_Exercise text:_
--------------------
Thus bright lights, stress, the flickering of a television screen, or the pharmacologically active substances in chocolate could upset the delicate balance and tip the whole system into a migraine attack. Once the underlying food intolerance has been sorted out, the system is far more stable and can better cope with external circumstances.
One of the main preventive measures is to minimize the load by excluding the worst offenders or minimizing the lesser offenders. There is a threshold beyond which a migraine attack is triggered; to lower the load so that the threshold is never reached enables the individual to maintain health rather than to have to treat an illness.
Eliminating our system's reactive foods is the fastest most effective way to reduce the "load" on our system.
Hormonal changes have also been implicated as a cause of migraines due to the fact that migraines affect women more than men, and they often begin occurring at the onset of menstruation. However, if female endocrine changes are to blame, the current treatment of choice-drugs-is a poor solution for most people. According to an article in the January/February 1996 issue of Health magazine, written by Dr. Fred Sheftell, director and co-founder of the New England Center for Headache, the migraine pharmaceuticals don't work for everyone, and can have dangerous side effects. Interestingly, the drugs mimic the neurotransmitter serotonin by constricting blood vessels. However, the drugs show no discretion in which blood vessels they constrict; along with brain blood vessels, they constrict blood vessels leading to the heart, legs, and arms-which can lead to potentially severe health problems.
"If you're born with this disorder, it's like having a stick of dynamite with a fuse in your head, and certain activators-stress, foods, hormonal fluctuations-light it," Dr. Sheftell says. The article further reported that migraine sufferers are waiting for the "breakthrough drug" or the "perfect fix" that will block migraines by reducing the inflammation in their head without affecting arteries or veins in other parts of the body. They just don't know yet that thousands of migraine sufferers have already discovered the perfect fix-eliminating intolerant foods. What could be safer or more natural than that?
Further, patients are rarely aware of the environmental source of their illness. You may see no relation between eating and your headaches, since the effects can be delayed (from one hour to seven days). Or you may know that your headache is somehow related to food intake, but that intake is so complex and varied that uncovering the actual source may seem impossible. Or you may know that a particular food relieves your headache pain, not realizing that the "relief" meal is nothing but your maintenance dose.
Serotonin is a chemical substance produced by platelets. This neurotransmitter, which is also naturally produced in the brain, has the job of sending messages between nerve cells, thereby controlling how we feel. Serotonin may have different effects when it is produced in the brain to serve as a neurotransmitter as opposed to being released into the bloodstream as a result of an inflammatory reaction and platelet clumping. Vasodilatation may be viewed as the body's tendency to return to normal following the vasoconstriction associated with a food reaction and platelet clumping.
As Dr. Solomon puts it: "With any condition, unless you remove all the foods that trigger a person's migraines, you're not going to get to the problem."
--------------------
_Material provided:_
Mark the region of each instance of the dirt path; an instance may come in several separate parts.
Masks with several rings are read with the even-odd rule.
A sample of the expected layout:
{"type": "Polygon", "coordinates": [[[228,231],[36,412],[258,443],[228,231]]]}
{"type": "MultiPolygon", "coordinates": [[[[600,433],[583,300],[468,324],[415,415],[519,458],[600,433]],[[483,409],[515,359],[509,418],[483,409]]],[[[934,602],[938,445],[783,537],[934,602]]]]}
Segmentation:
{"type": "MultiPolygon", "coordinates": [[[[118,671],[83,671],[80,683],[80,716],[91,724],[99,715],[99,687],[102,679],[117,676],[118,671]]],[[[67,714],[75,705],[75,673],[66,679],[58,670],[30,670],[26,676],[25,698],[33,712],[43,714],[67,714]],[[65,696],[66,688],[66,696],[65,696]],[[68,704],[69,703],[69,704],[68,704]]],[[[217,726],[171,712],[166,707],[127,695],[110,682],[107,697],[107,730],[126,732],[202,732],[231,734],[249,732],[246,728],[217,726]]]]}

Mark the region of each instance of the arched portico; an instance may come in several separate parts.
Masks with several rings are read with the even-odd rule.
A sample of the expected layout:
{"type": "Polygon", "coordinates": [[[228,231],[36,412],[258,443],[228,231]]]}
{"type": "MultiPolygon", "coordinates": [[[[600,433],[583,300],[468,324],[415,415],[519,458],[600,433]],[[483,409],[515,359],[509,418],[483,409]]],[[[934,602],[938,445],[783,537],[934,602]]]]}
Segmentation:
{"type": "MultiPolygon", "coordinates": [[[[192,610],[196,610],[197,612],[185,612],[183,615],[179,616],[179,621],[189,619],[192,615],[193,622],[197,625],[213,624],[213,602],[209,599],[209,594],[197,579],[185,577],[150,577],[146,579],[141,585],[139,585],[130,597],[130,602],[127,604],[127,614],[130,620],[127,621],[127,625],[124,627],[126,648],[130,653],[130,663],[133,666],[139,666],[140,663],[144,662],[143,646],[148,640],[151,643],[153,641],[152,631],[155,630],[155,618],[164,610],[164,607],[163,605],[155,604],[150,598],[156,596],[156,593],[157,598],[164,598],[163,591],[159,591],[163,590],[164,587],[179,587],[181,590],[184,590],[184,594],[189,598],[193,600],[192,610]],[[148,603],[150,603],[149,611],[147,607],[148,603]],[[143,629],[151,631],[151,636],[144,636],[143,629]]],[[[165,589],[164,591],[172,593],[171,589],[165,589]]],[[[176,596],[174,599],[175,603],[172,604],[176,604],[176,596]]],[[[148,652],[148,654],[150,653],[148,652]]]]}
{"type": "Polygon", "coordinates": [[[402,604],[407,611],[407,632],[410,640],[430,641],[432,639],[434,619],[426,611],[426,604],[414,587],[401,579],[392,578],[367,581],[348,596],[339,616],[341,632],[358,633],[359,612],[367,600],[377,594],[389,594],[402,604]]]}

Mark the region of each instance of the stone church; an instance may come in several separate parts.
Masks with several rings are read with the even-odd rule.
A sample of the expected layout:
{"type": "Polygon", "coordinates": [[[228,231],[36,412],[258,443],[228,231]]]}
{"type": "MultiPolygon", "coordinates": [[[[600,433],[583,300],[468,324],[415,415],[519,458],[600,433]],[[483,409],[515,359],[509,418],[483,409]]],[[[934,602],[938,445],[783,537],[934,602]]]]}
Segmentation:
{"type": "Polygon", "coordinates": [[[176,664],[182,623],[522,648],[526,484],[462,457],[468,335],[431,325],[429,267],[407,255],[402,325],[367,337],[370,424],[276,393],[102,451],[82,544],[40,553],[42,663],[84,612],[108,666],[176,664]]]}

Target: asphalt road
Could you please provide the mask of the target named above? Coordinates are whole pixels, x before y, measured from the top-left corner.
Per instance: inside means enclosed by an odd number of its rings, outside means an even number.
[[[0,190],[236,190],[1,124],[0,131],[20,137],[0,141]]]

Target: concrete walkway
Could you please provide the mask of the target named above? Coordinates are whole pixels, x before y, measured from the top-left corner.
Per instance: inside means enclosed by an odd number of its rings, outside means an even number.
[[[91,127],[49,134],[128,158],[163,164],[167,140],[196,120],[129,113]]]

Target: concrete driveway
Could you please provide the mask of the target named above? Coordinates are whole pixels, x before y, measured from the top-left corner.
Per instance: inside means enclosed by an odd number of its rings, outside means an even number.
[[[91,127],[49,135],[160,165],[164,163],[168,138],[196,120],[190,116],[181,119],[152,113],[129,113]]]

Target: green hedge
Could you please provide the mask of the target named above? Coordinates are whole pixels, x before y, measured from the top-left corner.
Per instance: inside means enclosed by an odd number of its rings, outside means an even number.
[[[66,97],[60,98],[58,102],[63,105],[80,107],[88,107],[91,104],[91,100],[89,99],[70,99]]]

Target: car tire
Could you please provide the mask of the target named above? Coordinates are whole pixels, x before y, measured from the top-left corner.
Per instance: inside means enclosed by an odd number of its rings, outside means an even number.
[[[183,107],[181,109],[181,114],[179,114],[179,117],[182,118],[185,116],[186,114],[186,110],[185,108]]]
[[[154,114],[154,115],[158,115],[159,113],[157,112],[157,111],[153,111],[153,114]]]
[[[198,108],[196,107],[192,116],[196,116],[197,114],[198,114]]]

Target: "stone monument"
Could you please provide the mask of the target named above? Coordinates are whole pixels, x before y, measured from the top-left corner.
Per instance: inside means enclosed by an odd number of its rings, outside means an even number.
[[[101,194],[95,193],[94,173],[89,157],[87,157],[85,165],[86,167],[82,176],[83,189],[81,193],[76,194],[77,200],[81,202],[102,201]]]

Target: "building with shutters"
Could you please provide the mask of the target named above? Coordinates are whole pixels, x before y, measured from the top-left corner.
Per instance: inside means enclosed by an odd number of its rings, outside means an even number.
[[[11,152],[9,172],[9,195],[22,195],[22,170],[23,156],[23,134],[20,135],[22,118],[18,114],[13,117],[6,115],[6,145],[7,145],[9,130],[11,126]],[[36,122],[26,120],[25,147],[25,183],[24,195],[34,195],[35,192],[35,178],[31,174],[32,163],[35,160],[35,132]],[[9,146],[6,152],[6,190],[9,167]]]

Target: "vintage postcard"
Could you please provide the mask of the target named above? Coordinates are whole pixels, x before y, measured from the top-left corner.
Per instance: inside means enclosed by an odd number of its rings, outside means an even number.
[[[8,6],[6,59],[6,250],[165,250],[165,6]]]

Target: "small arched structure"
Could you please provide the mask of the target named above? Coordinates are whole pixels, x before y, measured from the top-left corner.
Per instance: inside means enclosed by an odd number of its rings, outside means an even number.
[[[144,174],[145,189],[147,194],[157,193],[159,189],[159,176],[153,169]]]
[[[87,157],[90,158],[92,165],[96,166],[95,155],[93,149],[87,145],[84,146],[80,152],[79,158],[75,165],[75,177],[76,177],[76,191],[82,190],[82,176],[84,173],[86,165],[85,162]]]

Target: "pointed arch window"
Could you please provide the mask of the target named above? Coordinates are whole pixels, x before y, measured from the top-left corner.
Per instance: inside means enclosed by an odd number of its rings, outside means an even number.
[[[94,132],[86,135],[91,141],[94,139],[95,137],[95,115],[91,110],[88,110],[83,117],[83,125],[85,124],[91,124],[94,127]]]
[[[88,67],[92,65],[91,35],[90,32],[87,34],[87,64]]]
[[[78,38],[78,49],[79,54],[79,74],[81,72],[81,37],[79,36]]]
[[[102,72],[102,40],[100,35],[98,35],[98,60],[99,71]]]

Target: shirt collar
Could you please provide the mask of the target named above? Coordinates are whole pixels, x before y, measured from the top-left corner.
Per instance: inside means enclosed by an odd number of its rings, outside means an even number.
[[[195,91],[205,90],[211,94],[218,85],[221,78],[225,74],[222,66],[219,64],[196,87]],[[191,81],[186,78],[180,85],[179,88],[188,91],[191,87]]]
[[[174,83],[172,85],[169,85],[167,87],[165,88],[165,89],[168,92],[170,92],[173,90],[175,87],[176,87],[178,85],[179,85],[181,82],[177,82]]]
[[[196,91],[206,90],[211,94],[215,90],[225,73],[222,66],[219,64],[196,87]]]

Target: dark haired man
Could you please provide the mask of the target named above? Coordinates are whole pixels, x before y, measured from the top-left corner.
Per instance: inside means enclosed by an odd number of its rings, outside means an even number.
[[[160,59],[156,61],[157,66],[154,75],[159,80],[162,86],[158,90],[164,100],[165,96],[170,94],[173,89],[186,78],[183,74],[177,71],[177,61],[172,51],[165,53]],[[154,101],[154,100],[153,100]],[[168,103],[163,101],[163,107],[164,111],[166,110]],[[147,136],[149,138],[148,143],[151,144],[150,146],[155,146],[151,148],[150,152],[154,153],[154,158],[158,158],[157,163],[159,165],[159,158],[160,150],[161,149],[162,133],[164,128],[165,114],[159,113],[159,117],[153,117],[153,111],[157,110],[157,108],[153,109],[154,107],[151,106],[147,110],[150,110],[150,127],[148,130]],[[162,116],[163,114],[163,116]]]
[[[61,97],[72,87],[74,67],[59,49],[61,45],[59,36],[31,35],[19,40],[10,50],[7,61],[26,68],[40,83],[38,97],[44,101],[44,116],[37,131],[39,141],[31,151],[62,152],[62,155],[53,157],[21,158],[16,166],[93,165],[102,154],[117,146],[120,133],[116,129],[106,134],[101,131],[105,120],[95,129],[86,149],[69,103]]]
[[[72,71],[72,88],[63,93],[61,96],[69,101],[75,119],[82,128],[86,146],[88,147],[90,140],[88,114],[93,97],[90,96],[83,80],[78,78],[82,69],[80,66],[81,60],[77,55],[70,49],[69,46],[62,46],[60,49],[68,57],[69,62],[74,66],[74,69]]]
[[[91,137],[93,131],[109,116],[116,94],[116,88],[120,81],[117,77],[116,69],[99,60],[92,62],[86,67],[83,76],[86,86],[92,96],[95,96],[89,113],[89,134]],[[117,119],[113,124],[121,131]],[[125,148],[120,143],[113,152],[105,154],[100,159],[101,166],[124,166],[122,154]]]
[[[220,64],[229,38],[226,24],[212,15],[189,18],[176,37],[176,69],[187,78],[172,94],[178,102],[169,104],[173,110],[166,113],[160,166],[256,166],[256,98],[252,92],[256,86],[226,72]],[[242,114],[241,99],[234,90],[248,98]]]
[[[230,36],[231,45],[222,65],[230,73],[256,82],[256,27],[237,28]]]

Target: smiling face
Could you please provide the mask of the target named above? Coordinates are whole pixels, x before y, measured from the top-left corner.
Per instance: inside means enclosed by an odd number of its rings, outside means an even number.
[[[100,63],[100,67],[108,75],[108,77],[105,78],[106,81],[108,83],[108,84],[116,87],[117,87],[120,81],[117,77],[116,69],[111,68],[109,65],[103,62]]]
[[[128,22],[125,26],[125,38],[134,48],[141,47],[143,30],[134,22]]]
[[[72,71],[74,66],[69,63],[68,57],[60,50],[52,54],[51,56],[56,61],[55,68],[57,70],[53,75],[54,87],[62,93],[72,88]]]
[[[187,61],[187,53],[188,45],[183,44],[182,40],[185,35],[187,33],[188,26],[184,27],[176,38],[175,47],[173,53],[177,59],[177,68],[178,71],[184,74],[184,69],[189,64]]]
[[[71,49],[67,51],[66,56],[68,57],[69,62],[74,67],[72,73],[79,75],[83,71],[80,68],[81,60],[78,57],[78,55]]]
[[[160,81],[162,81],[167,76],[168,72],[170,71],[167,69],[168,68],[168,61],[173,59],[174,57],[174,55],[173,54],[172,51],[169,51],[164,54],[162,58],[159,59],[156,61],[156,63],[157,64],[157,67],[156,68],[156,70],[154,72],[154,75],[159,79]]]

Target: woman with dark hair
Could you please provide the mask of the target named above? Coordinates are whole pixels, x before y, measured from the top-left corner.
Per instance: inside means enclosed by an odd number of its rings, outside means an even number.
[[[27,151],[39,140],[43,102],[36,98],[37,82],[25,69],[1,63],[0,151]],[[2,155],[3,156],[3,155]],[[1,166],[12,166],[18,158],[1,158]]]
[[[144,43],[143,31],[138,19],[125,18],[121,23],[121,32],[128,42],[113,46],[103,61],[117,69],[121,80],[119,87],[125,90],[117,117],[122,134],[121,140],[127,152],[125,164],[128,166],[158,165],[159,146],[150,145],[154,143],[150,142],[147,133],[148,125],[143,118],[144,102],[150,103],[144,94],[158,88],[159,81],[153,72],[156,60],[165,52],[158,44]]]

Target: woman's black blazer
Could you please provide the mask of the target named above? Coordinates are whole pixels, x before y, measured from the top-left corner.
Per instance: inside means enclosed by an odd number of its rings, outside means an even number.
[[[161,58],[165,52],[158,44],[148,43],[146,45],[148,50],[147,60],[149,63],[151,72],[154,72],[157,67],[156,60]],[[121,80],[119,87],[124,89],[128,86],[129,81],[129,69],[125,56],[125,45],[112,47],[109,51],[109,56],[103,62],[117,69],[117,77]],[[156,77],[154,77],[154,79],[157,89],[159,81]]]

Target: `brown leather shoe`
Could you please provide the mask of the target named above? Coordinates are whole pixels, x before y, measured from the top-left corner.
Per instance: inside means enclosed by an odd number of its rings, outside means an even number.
--------------------
Copy everything in the migraine passage from "Thus bright lights, stress, the" down to "treat an illness.", keeping every word and punctuation mark unchanged.

_Final answer:_
Thus bright lights, stress, the flickering of a television screen, or the pharmacologically active substances in chocolate could upset the delicate balance and tip the whole system into a migraine attack. Once the underlying food intolerance has been sorted out, the system is far more stable and can better cope with external circumstances.
One of the main preventive measures is to minimize the load by excluding the worst offenders or minimizing the lesser offenders. There is a threshold beyond which a migraine attack is triggered; to lower the load so that the threshold is never reached enables the individual to maintain health rather than to have to treat an illness.